## WORK TO COMPLETE
A complete answer includes every line below with the word "target".

## SOURCE INFORMATION
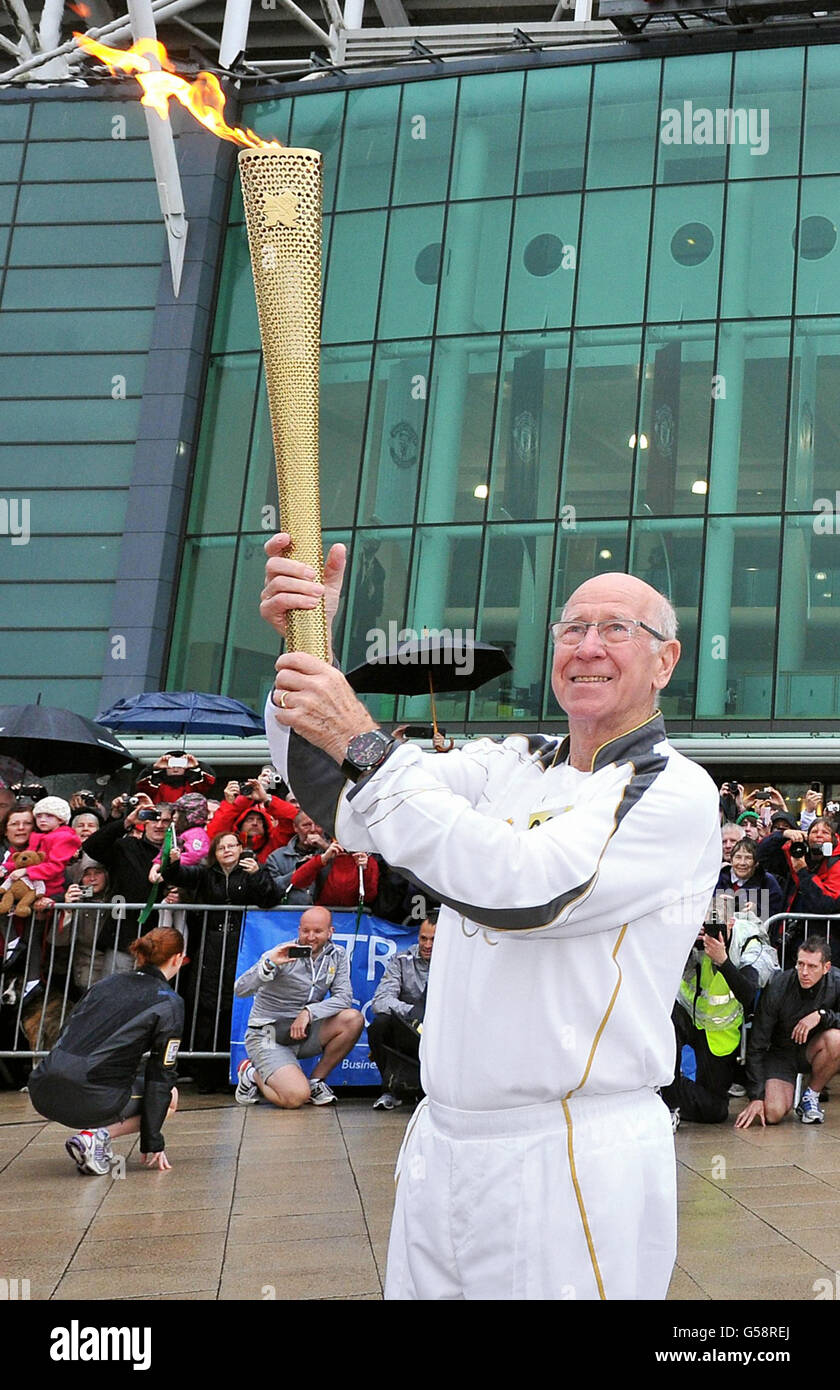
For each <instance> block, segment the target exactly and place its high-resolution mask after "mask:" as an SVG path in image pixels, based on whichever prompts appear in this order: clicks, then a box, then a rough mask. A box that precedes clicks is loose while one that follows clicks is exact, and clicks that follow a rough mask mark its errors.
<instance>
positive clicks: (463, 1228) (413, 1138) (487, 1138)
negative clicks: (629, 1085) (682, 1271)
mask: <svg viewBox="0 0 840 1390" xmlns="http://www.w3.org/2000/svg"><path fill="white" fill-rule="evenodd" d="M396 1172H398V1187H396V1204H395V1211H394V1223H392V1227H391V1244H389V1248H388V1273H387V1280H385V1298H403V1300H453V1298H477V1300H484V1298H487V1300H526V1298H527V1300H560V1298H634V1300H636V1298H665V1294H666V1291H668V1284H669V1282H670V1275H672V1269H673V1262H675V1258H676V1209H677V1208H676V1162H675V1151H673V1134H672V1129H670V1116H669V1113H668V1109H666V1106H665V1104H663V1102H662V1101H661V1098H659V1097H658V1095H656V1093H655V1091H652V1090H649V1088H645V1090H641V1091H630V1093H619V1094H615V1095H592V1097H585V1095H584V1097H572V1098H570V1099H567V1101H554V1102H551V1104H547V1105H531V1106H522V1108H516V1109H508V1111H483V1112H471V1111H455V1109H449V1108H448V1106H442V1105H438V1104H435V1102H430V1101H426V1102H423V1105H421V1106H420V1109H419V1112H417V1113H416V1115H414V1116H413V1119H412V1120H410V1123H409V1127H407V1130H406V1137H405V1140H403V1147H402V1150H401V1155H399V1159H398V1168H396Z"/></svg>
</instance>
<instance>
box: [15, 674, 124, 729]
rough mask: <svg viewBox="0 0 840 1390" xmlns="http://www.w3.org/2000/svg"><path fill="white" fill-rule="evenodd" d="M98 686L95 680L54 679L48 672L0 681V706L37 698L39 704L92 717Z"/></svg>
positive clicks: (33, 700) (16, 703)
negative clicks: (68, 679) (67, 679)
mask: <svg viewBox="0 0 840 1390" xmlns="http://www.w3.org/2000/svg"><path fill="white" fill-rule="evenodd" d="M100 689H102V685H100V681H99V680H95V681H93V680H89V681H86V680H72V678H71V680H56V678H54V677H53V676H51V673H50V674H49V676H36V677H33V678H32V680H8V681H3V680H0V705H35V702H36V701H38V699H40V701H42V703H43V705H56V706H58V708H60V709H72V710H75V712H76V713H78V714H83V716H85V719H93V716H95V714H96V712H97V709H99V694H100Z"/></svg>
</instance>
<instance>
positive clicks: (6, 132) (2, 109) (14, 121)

--

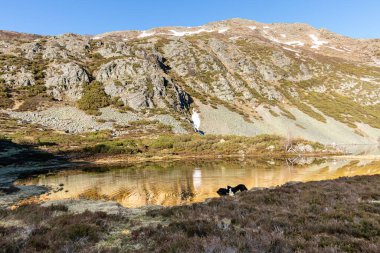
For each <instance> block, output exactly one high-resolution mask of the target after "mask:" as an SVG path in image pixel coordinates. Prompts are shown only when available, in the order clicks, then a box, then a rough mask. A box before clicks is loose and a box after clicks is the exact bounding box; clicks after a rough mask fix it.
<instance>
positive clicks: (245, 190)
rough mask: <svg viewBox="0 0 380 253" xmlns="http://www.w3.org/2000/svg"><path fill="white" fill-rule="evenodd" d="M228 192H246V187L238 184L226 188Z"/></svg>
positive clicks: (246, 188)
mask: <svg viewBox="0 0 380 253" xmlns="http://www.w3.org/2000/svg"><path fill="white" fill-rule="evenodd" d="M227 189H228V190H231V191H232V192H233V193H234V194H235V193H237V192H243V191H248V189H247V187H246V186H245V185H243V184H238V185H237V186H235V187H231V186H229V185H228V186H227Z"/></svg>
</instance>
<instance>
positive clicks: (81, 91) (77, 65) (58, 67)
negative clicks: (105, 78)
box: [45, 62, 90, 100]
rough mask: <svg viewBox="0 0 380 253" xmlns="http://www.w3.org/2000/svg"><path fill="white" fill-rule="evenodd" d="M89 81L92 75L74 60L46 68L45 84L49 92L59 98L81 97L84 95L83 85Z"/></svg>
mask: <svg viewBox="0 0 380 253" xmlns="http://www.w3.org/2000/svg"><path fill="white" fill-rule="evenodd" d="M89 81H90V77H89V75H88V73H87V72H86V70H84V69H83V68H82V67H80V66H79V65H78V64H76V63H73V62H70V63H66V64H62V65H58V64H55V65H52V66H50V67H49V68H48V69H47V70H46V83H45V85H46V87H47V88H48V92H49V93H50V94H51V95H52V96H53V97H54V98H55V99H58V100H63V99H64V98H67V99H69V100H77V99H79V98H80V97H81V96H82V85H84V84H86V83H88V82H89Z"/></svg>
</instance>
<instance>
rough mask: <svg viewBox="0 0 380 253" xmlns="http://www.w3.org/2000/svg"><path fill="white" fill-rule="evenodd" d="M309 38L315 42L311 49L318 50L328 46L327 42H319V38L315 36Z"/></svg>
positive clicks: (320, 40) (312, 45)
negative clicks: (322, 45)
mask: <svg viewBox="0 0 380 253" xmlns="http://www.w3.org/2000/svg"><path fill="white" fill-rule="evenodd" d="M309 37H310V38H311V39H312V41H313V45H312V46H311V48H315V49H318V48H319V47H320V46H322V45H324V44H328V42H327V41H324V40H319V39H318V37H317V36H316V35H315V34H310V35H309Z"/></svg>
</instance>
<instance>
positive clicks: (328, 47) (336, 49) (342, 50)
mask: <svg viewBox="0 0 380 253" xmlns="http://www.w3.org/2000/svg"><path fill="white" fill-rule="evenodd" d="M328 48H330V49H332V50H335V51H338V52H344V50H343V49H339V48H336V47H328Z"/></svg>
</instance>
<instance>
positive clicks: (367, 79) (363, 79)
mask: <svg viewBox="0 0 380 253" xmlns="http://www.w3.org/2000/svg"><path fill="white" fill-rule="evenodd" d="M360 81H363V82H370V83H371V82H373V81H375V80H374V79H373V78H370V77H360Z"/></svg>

* * *

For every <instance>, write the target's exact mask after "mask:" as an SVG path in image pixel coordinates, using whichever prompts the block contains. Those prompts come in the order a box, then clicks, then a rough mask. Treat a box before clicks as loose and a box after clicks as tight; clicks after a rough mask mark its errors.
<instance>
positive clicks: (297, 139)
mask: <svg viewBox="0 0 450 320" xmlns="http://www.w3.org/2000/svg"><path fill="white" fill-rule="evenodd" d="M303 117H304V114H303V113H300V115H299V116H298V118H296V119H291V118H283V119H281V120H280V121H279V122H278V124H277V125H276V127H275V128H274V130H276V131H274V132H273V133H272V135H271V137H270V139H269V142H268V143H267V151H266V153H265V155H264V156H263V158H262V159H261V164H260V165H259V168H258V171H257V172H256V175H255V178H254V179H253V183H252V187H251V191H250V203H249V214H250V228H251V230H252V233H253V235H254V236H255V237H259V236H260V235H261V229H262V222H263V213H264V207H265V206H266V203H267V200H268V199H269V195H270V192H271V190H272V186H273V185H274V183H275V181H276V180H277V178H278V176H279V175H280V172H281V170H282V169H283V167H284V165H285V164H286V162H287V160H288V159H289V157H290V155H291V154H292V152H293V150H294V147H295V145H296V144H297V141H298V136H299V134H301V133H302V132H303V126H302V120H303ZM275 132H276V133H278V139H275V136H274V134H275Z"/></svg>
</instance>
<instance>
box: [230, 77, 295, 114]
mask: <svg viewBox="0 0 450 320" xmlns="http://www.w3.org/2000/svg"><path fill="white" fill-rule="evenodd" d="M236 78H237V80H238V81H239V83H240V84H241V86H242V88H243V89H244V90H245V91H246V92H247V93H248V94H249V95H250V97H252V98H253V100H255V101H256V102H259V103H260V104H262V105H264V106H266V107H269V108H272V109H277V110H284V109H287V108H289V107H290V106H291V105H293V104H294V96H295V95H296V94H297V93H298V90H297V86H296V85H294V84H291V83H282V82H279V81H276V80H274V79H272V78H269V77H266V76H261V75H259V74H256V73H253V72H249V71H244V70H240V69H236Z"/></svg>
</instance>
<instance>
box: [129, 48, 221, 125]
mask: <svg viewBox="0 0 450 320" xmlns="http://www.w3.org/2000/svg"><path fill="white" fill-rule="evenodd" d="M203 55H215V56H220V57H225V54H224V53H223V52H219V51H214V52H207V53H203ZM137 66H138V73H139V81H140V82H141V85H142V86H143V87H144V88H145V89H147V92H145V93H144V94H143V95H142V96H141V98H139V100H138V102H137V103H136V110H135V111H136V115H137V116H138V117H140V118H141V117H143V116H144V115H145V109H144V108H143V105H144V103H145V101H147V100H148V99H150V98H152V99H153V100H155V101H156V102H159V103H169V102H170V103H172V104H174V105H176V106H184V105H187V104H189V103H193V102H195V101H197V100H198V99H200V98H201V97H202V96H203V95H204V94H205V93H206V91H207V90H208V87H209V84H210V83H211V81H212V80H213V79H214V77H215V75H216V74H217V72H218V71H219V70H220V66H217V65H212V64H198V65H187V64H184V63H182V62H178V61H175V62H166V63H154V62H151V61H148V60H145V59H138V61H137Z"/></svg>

## ANSWER TO THE EXERCISE
For each <instance> block, segment the target exactly and place its high-resolution mask after "mask:" as an SVG path in image pixels, based on whichever prompts appear in this order: clicks, then a box, then a rough mask. A box that precedes clicks is loose while one that follows clicks is exact, and clicks that follow a rough mask mark its errors.
For each <instance> block, output exactly one high-resolution mask of the target after "mask:" as an SVG path in image pixel coordinates. Prompts are shown only when available, in the order clicks, then a box, then a rough mask. A box before clicks is loose and a box after clicks is the exact bounding box; clicks after a rough mask fix it.
For every <instance>, write the target's exact mask after "mask:" as an SVG path in image pixel coordinates, using whichever prompts the block contains. Those prompts come in the order a box, then clicks, then a rough mask. Treat a box before clicks as loose and a box after clicks as tight; clicks after a rough mask mark its errors.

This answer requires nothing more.